Exercise material:
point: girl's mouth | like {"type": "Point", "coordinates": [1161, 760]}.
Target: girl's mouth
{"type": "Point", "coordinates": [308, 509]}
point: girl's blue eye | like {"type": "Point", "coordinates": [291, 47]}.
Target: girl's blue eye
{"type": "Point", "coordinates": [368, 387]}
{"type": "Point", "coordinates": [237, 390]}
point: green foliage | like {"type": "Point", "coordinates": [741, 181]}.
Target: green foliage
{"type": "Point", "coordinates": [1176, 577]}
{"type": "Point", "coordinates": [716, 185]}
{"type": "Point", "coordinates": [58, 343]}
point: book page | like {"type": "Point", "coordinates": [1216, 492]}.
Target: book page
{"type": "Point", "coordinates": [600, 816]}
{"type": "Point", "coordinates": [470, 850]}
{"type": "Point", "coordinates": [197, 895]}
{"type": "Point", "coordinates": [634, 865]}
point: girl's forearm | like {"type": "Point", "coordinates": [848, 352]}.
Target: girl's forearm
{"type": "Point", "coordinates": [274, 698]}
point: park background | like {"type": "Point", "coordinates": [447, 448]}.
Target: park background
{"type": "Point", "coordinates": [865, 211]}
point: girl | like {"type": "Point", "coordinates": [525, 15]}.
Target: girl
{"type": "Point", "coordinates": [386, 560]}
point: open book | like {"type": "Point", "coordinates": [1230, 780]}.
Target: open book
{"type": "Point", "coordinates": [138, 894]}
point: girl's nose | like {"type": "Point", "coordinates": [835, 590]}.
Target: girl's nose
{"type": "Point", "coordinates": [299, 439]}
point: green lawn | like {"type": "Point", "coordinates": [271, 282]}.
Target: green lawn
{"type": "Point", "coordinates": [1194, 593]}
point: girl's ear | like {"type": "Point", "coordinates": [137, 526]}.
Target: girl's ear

Work instructions:
Recast all of the entries above as a numbered list, omitting any blank lines.

Solution for this exercise:
1. point: girl's mouth | like {"type": "Point", "coordinates": [1161, 760]}.
2. Target: girl's mouth
3. {"type": "Point", "coordinates": [308, 509]}
4. point: girl's blue eye | like {"type": "Point", "coordinates": [291, 47]}.
5. Target: girl's blue eye
6. {"type": "Point", "coordinates": [368, 387]}
7. {"type": "Point", "coordinates": [237, 390]}
8. point: green foliage | like {"type": "Point", "coordinates": [741, 181]}.
9. Target: green foliage
10. {"type": "Point", "coordinates": [1176, 577]}
11. {"type": "Point", "coordinates": [716, 185]}
12. {"type": "Point", "coordinates": [58, 343]}
13. point: book page | like {"type": "Point", "coordinates": [1216, 492]}.
14. Target: book page
15. {"type": "Point", "coordinates": [600, 816]}
16. {"type": "Point", "coordinates": [470, 850]}
17. {"type": "Point", "coordinates": [197, 895]}
18. {"type": "Point", "coordinates": [634, 865]}
19. point: girl's forearm | like {"type": "Point", "coordinates": [848, 352]}.
20. Target: girl's forearm
21. {"type": "Point", "coordinates": [274, 698]}
22. point: park background | like {"type": "Point", "coordinates": [447, 448]}.
23. Target: park background
24. {"type": "Point", "coordinates": [865, 211]}
25. point: girl | like {"type": "Point", "coordinates": [525, 15]}.
26. Target: girl
27. {"type": "Point", "coordinates": [386, 560]}
28. point: open book | like {"type": "Point", "coordinates": [1230, 780]}.
29. Target: open book
30. {"type": "Point", "coordinates": [138, 894]}
31. point: girl's nose | like {"type": "Point", "coordinates": [835, 590]}.
32. Target: girl's nose
33. {"type": "Point", "coordinates": [299, 439]}
34. point: green lawn | like {"type": "Point", "coordinates": [271, 282]}.
35. Target: green lawn
36. {"type": "Point", "coordinates": [1194, 593]}
37. point: girl's ear | like {"type": "Point", "coordinates": [137, 526]}.
38. Target: girl's ear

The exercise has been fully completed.